### INSTRUÇÕES DE TRABALHO
1. Reproduza sem alterações o trecho da coluna sobre futebol feminino, tudo desde "Este episódio lembrou-me" até "um frágil oponente.".
2. Prossiga com a coluna sobre futebol feminino a partir do ponto em que ela termina.

### TEXTO FORNECIDO
--*--

Coluna - Quando a derrota é festiva e vitoriosa
Não é papo de perdedor resignado. Quem conversa com o técnico do Greminho, Hamilton Silva, e acompanha a repercussão entre as jogadoras do time, constata: Eles saem da primeira fase do Campeonato Carioca Feminino no próximo domingo (6) felizes pela participação. Surpreendem quem achou inicialmente (grupo no qual me incluí em um primeiro momento) que foi uma falta de bom senso do Flamengo aplicar um placar de 56 a 0. Fazer o que? Segurar as jogadoras?
Este episódio lembrou-me outra vitória histórica, de 13 a 0 dos Estados Unidos sobre a Tailândia na última edição da Copa do Mundo de Futebol Feminino. De um lado havia os que chamaram as norte-americanas de arrogantes e exageradas pelas comemorações e gols. De outro lado havia muitos que entenderam que a melhor seleção do mundo fez o trabalho que deveria ser feito, e mostrou respeito ao não pegar leve diante de um frágil oponente.

--*--

### DADOS BRUTOS
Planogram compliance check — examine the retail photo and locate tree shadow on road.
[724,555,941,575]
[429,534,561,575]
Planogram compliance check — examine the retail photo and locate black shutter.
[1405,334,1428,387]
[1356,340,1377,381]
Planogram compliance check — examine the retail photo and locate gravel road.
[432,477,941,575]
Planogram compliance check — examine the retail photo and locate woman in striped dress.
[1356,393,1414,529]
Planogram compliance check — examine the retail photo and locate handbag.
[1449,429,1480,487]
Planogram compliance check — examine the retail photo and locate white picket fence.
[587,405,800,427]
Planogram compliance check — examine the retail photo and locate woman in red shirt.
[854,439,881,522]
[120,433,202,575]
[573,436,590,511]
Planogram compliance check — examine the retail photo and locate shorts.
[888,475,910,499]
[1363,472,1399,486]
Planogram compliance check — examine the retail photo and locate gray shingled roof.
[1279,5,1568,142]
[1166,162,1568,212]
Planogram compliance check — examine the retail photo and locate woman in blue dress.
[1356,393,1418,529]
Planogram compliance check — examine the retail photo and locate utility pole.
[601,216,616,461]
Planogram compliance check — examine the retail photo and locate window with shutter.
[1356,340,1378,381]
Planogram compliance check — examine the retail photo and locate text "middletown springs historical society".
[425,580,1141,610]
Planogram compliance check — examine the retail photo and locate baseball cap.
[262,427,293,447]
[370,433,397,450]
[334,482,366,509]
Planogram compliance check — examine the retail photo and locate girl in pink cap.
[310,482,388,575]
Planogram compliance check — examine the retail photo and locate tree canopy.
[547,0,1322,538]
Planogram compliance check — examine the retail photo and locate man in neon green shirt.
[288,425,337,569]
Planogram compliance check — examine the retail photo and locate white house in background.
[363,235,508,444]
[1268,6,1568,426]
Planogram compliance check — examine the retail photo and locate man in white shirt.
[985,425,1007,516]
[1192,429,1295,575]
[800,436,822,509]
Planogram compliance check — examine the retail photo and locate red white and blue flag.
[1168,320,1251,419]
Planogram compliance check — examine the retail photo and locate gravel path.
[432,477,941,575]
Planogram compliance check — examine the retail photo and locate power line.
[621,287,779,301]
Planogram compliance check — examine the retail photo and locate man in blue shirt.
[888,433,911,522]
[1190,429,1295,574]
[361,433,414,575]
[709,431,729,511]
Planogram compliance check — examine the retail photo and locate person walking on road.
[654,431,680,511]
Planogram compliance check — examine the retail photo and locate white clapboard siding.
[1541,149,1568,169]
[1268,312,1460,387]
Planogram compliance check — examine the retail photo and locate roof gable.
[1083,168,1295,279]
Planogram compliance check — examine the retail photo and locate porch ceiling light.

--*--

### RESPOSTAS POR TAREFA
1.
Este episódio lembrou-me outra vitória histórica, de 13 a 0 dos Estados Unidos sobre a Tailândia na última edição da Copa do Mundo de Futebol Feminino. De um lado havia os que chamaram as norte-americanas de arrogantes e exageradas pelas comemorações e gols. De outro lado havia muitos que entenderam que a melhor seleção do mundo fez o trabalho que deveria ser feito, e mostrou respeito ao não pegar leve diante de um frágil oponente.

2.
Eu fico com a pureza da resposta do técnico carioca Hamilton Silva, com o qual conversei por telefone: “Encarei a derrota com naturalidade. Em momento algum critiquei. Vemos essa participação como oportunidade. Desde que chegamos ao Cefan [Centro de Educação Física da Marinha, local da partida], fomos muito bem recebidos. Não houve menosprezo, ou humilhação”.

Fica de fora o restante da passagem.